▸ **PARTS OF THE EXERCISE**:
(A) Please write out everything from "Or — shoot!" down to "for 19 years." in the post about flowers and prom.
(B) Decide whether each statement agrees with the post about flowers and prom, answering yes or no and quoting the words that settle it: (i) The narrator's favorite flower is the sunflower. (ii) The narrator went on a cruise with Roxie in 2010. (iii) Joe announced that the group was about to take its prom picture.

Or — shoot! — flowers.  Flowers are great, don’t get me wrong.  My favorite flower is the scarlet pimpernel.  Sunflowers are gorgeous, too.  But it seems like no girl is happy (specifically with their significant other) unless they come home with a big, beautiful bouquet of roses.  But, I s’pose that’s every girl’s fantasy.  It sure has hell was mine for 19 years.

But, those are such little things.  Things that, sure, I guess they matter, but in all reality, they’re simply little things.

What I mean is, since I was never asked to a dance, I never got one of those cute prom/homecoming/etc. dance pictures.  While all of my friends and then some were out dancing, I stayed home, Facebooked, Tumblred, and watched sappy romance movies like The Notebook, or something Disney-related, like Toy Story.  It wasn’t until I went on a cruise with my best friend Roxie in 2010 that we met what is now called The Entourage.  The Entourage consisted of Ava, Joe, Carmela, Hayward, Paul, Trevor, Damien, Roxie, and myself.  We rocked that cruise like no one else on board.  One night, we went out for a fancy dinner.  We got all dolled up (and spiffied up for you gentlemen) and went for photo ops.  Ava goes, “Get ready, guys!  We’re about to take our prom picture.”  And that was it.  It honestly struck a sweet chord for me.  I had never — ever — had a picture with a date.  Now?  Now I have a picture with eight dates!  It was by far the best prom night I could have ever dreamed of.  (The Entourage prom photo.)

▸ **DATASET ENTRIES**:
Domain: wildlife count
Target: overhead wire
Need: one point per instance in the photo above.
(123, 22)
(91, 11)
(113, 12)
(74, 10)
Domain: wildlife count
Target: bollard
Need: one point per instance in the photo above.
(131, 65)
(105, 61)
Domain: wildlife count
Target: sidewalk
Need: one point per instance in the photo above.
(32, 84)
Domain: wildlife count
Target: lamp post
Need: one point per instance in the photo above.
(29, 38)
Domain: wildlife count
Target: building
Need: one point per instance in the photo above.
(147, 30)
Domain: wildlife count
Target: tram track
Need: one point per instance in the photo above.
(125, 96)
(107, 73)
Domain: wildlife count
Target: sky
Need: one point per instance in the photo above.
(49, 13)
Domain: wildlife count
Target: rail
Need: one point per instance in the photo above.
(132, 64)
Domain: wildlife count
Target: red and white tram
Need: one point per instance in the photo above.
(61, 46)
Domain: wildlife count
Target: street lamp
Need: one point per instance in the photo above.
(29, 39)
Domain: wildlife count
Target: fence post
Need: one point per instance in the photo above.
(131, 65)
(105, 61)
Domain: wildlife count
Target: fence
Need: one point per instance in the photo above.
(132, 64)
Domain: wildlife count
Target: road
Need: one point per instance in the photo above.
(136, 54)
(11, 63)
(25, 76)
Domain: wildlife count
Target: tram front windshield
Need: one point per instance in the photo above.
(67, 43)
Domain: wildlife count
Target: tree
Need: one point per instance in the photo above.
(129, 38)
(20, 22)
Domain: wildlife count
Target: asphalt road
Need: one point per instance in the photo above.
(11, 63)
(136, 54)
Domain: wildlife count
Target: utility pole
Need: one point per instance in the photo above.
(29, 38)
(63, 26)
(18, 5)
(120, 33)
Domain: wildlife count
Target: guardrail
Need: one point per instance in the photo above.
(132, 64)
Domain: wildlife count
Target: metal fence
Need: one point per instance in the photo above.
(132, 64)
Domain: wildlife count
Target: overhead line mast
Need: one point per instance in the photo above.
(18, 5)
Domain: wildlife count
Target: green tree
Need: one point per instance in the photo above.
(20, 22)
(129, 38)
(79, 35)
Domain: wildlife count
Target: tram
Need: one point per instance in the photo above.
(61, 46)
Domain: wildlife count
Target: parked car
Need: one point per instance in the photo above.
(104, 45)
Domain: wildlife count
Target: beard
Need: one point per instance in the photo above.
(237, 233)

▸ **OUTPUTS IN ORDER**:
(A)
Or — shoot! — flowers.  Flowers are great, don’t get me wrong.  My favorite flower is the scarlet pimpernel.  Sunflowers are gorgeous, too.  But it seems like no girl is happy (specifically with their significant other) unless they come home with a big, beautiful bouquet of roses.  But, I s’pose that’s every girl’s fantasy.  It sure has hell was mine for 19 years.

(B)
(i) No: "My favorite flower is the scarlet pimpernel."
(ii) Yes: "It wasn’t until I went on a cruise with my best friend Roxie in 2010 that we met what is now called The Entourage."
(iii) No: "Ava goes, “Get ready, guys!  We’re about to take our prom picture.”"